[Opening LISTED RECORDS section]

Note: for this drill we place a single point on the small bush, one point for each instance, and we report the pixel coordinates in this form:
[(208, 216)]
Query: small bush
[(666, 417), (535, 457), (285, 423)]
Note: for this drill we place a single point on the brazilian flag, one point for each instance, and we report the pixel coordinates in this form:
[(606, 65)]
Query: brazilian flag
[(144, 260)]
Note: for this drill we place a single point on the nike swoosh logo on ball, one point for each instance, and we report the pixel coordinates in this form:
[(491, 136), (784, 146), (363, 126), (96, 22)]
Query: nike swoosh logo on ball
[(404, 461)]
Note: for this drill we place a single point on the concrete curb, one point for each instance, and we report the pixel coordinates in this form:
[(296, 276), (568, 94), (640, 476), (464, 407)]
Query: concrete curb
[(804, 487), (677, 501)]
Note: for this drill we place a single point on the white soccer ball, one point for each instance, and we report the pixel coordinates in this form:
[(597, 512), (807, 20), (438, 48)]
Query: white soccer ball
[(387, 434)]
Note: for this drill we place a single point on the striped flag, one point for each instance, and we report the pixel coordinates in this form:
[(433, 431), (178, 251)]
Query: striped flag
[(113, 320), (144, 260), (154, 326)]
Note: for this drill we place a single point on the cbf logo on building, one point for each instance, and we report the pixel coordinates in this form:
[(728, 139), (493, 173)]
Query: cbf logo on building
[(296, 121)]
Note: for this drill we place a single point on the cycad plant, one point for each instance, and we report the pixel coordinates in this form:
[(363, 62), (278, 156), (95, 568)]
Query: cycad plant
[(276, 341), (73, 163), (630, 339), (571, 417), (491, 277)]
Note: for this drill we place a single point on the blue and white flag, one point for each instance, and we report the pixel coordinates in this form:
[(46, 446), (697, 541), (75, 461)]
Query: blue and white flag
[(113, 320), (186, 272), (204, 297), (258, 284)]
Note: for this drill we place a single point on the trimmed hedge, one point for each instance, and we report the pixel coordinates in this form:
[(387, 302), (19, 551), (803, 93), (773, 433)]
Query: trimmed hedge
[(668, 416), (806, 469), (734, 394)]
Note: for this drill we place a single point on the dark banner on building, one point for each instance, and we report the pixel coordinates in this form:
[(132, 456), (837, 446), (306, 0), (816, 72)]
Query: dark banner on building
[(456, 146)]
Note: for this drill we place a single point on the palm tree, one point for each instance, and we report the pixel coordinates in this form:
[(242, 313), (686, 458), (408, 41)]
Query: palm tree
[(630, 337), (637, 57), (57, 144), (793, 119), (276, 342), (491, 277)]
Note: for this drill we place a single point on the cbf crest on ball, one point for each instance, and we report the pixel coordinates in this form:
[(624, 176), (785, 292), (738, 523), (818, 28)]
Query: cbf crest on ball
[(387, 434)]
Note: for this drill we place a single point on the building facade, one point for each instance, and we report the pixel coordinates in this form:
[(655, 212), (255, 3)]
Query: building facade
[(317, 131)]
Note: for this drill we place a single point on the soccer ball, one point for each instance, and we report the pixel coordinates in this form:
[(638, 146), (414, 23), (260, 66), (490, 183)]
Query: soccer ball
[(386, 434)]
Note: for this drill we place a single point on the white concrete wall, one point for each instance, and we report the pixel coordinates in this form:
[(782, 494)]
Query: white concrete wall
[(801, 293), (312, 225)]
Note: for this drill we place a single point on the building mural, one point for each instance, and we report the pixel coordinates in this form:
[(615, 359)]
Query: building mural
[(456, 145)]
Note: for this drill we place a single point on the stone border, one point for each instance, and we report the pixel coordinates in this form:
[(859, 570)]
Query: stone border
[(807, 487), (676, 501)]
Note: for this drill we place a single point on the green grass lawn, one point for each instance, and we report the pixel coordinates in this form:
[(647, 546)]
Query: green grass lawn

[Closing LISTED RECORDS section]

Generate an exact reproduction of all entries.

TASK ANSWER —
Note: for this drill we place a single point on the small bush, one point for each instance, and we report the pixel coordinates in this form:
[(208, 216)]
Query: small bush
[(666, 417), (535, 457), (285, 423)]
Note: for this drill we place a single point on the brazilian flag, one point for each instance, and we report the pixel coordinates in this form:
[(606, 65)]
Query: brazilian flag
[(144, 260)]
Note: for this drill we place a single point on the nike swoosh logo on ball, one point for each instance, and we report the pixel coordinates in this form:
[(491, 136), (784, 146), (363, 126), (96, 22)]
Query: nike swoosh logo on ball
[(404, 461)]
Note: for this drill we place a single point on the concrete curb, one point for each instance, and we report the pixel coordinates in this form:
[(296, 276), (568, 94), (640, 476), (464, 407)]
Query: concrete curb
[(804, 487), (677, 501)]
Note: for this drill we place a single point on the white soccer ball, one point for each instance, and we report the pixel coordinates in this form:
[(597, 512), (807, 20), (438, 48)]
Query: white soccer ball
[(387, 434)]
Note: for this drill we place a single point on the striped flag, one point for each instance, and we report the pixel coordinates in this form:
[(433, 431), (178, 251)]
Query: striped flag
[(113, 320), (144, 260), (154, 326)]
Note: for this drill we place a single point on the cbf logo on building, one point for each instance, and we report the pixel coordinates in this form:
[(728, 139), (493, 173)]
Query: cbf logo on building
[(296, 121)]
Note: for this drill we place a single point on the cycad plant, one point for each instance, and we report the pixel coordinates in this form:
[(363, 62), (278, 156), (95, 568)]
Query: cycad plant
[(276, 341), (73, 163), (630, 339), (571, 417), (491, 277)]
Note: for this drill we place a single point on the blue and white flag, one point for each instance, and we report the pixel coordinates in this form:
[(46, 446), (697, 541), (75, 461)]
Query: blue and white flag
[(113, 320), (186, 272), (204, 297), (258, 284)]
Note: for this drill we place a single point on the trimmed hedge, one point for each instance, and we report the pixel coordinates in this form:
[(387, 302), (19, 551), (803, 93), (773, 433)]
Query: trimmed hedge
[(668, 416), (806, 469), (734, 394)]
Note: for this drill we place a single point on the dark banner on building, one point for each instance, and we report the pixel coordinates in this form:
[(132, 456), (837, 446), (306, 0), (816, 72)]
Query: dark banner on building
[(456, 146)]
Note: for this drill we place a single point on the palm tree, one point for each instance, and we report the pixel coordinates in this form:
[(242, 313), (686, 458), (408, 41)]
Query: palm tree
[(630, 337), (637, 57), (57, 144), (793, 119), (276, 342), (491, 277)]
Note: for this drill we place a single point on the cbf crest on ball, one point for each instance, and we report the pixel coordinates in this form:
[(624, 176), (785, 292), (738, 523), (818, 28)]
Query: cbf crest on ball
[(387, 434)]
Note: for this drill we place a single point on the building facade, one point for each instance, and we report the pixel coordinates in this form:
[(655, 212), (255, 3)]
Query: building facade
[(317, 131)]
Note: for this drill we place a single point on the soccer ball, one point for each instance, and we report the pixel coordinates in this form:
[(638, 146), (414, 23), (260, 66), (490, 183)]
Query: soccer ball
[(386, 434)]
Note: for this drill we place a single point on the white concrete wall, one point for each instance, and we report the pixel coordinates in this form:
[(782, 494)]
Query: white concrete wall
[(801, 293), (312, 225)]
Note: for this drill we place a single point on the building mural, one point for each instance, and we report the pixel coordinates in this form:
[(615, 359)]
Query: building mural
[(456, 145)]
Note: for this drill we place a single point on the stone border, one point for each instance, and we report the pixel coordinates in this form:
[(859, 570)]
Query: stone border
[(807, 487), (676, 501)]
Note: for this drill we place a single point on the green grass lawn, one point for each instance, and we report the pixel coordinates in this form:
[(647, 546)]
Query: green grass lawn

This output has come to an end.